**WRITTEN REQUEST 1**: In the passage on research design, write out the part starting at "Research Design Rationale" and ending at "steps in dehydration.", but swap "illumination" for "clarification".

**PASSAGE GIVEN**:
• • • • •

This method was used in the computer simulation modeling of the proposed design of the food dehydrator and is also current in the computer modeling research method.
Research Design Rationale

The heuristic-technoscience approach in the secondary analysis method includes the following processes: initial engagement (in the study of food dehydration), immersion in the technological processes; incubation, and illumination to the different food dehydration methods; explication and creative synthesis to arrive at a proposed design.

Secondary data were used in the analysis to inform, confirm and constrain the mathematical interpretation and subsequently the design of the food dehydrator and the accompanying process steps in dehydration.
An overview of the diffusion theory and its application in this dissertation provides a framework for examining how diffusion theory can be applied to the adoption of food dehydration craft technology. Disciplines ranging from agriculture to management which includes education to marketing have used diffusion theory to increase the adoption of innovative ideas, methods and products. Everett M. Rogers (1995), the best known scholar in the area of diffusion research who wrote the book Diffusion of Innovations (4th Ed,2003), is the most often cited work dealing with diffusion. As Rogers (2003) points out, diffusion is not the single encompassing theory but several theoretical perspectives, a meta-theory related to the overall concept of diffusion. Rogers (1997) defines diffusion as the process by which innovations are introduced and communicated through certain channels over time among members of a social system.

• • • • •

**WRITTEN REQUEST 2**: Output every line of the data items below as a JSON list of strings, one string per line and no blank lines.

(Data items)
• • • • •

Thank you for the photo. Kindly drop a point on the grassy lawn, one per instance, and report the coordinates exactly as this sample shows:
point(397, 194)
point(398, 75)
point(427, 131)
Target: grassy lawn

• • • • •

**FINISHED ANSWER 1**:
Research Design Rationale

The heuristic-technoscience approach in the secondary analysis method includes the following processes: initial engagement (in the study of food dehydration), immersion in the technological processes; incubation, and clarification to the different food dehydration methods; explication and creative synthesis to arrive at a proposed design.

Secondary data were used in the analysis to inform, confirm and constrain the mathematical interpretation and subsequently the design of the food dehydrator and the accompanying process steps in dehydration.

**FINISHED ANSWER 2**:
[
  "Thank you for the photo. Kindly drop a point on the grassy lawn, one per instance, and report the coordinates exactly as this sample shows:",
  "point(397, 194)",
  "point(398, 75)",
  "point(427, 131)",
  "Target: grassy lawn"
]